» PROBLEM
Rewrite every line below, from the line containing "of the green" down to the last line, both ends included. Raise each coordinate in the answers by 15 and leave all other text unchanged.

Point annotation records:
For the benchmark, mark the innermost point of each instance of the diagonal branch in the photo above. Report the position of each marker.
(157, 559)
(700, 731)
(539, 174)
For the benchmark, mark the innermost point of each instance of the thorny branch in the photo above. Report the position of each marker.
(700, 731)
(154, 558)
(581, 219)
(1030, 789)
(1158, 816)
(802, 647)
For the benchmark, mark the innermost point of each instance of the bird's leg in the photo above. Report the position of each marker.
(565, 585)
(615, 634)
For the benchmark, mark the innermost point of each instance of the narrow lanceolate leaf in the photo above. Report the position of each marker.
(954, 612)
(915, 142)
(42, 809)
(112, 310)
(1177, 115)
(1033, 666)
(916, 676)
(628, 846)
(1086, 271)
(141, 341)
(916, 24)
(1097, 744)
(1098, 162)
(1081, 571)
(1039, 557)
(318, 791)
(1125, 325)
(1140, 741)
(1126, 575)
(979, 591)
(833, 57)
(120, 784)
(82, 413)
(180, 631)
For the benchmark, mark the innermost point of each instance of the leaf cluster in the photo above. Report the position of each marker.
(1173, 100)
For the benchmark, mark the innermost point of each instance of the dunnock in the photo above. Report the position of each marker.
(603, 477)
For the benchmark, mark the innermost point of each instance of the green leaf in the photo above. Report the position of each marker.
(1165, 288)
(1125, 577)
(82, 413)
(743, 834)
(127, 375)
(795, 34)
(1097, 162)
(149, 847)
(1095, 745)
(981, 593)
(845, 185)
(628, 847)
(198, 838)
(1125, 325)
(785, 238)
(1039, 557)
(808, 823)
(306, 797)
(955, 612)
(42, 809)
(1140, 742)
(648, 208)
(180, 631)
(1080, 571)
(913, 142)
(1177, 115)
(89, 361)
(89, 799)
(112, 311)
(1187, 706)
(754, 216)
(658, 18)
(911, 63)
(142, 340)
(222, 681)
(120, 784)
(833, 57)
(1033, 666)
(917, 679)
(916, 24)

» THE COMPLETED TASK
For the benchmark, mark the innermost point of each instance of the green leaf in the photo above. Report the position of each marker.
(1180, 303)
(1140, 592)
(97, 428)
(758, 849)
(142, 390)
(810, 49)
(1112, 177)
(164, 862)
(1110, 760)
(996, 608)
(860, 200)
(643, 862)
(213, 853)
(1140, 340)
(800, 253)
(1054, 572)
(823, 838)
(321, 812)
(970, 627)
(57, 824)
(1155, 757)
(663, 223)
(195, 646)
(1095, 586)
(928, 157)
(1192, 130)
(104, 376)
(104, 814)
(127, 326)
(1202, 721)
(769, 231)
(673, 33)
(926, 78)
(157, 355)
(237, 696)
(135, 799)
(848, 72)
(1048, 681)
(932, 694)
(931, 39)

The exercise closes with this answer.